(Input data):
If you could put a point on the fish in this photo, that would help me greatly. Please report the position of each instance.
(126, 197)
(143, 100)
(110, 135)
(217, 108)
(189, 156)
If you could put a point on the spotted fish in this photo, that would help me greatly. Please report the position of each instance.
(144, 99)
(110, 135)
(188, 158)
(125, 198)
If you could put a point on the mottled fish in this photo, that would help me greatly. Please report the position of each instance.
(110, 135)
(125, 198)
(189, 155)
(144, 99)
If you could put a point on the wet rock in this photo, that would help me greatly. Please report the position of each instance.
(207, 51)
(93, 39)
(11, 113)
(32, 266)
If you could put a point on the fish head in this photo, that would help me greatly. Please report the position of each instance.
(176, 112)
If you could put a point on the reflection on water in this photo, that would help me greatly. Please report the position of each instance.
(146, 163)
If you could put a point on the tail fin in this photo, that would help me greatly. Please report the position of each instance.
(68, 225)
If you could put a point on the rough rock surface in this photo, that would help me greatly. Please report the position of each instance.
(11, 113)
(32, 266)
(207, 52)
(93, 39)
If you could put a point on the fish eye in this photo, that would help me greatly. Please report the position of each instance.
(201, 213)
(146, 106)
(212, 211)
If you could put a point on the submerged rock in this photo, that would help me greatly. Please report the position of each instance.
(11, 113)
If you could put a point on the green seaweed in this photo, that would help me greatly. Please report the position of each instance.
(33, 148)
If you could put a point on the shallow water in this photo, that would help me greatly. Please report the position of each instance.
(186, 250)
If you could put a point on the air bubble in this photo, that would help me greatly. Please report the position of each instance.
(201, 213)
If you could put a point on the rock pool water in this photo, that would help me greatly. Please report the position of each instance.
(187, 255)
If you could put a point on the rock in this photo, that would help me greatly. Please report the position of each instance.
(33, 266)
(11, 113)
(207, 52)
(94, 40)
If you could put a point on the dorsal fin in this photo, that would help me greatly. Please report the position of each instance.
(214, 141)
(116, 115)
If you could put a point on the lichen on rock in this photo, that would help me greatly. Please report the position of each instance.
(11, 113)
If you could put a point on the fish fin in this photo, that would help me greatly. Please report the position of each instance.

* * *

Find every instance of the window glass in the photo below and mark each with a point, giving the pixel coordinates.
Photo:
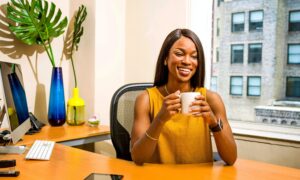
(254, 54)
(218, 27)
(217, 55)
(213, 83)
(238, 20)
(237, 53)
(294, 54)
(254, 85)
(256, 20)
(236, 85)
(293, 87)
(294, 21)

==

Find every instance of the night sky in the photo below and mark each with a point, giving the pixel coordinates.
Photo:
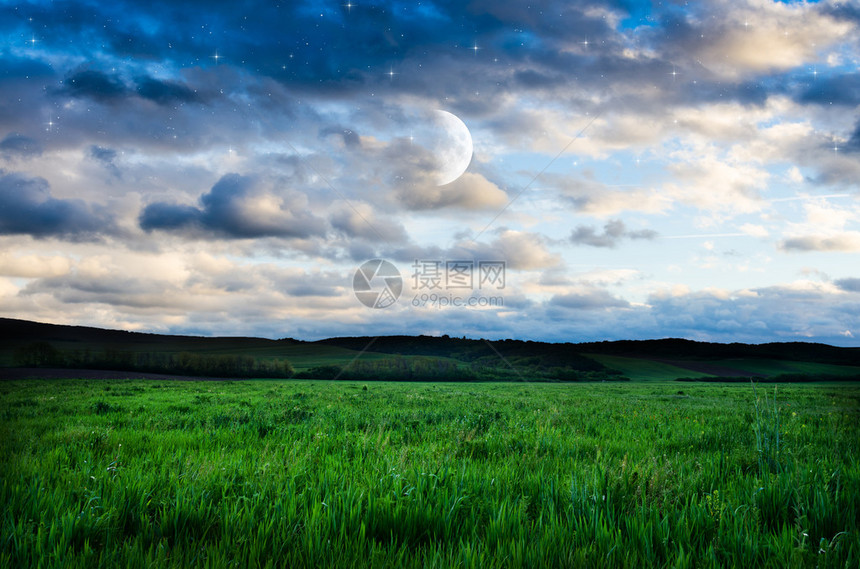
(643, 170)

(Written request): Transcribe the lines of the listing above word for word, beginning with the line containing "If you could put a point on the shallow" and continuing through the line containing "If you could put a point on the fish fin".

(Right answer):
If you could put a point on the shallow water in this photo, that would help me greatly. Please report the position of each instance.
(186, 250)
If you could put a point on the air bubble in this photo, that would help me greatly. Please report the position of each instance.
(201, 213)
If you could put a point on the rock pool water in this photo, that would help me greatly. Please report the position of each instance.
(187, 255)
If you could put a point on the rock in this photo, that would help me greatly. Please report the position of each instance.
(33, 266)
(11, 113)
(207, 52)
(94, 40)
If you could put a point on the dorsal fin in this photo, that would help me greatly. Please report the position of each instance.
(214, 141)
(116, 115)
If you could put a point on the lichen on rock in this photo, that would help me greatly. Please report the position of each instance.
(11, 113)
If you could put a point on the fish fin in this photo, that would help me greatly. Please report the position of each instance.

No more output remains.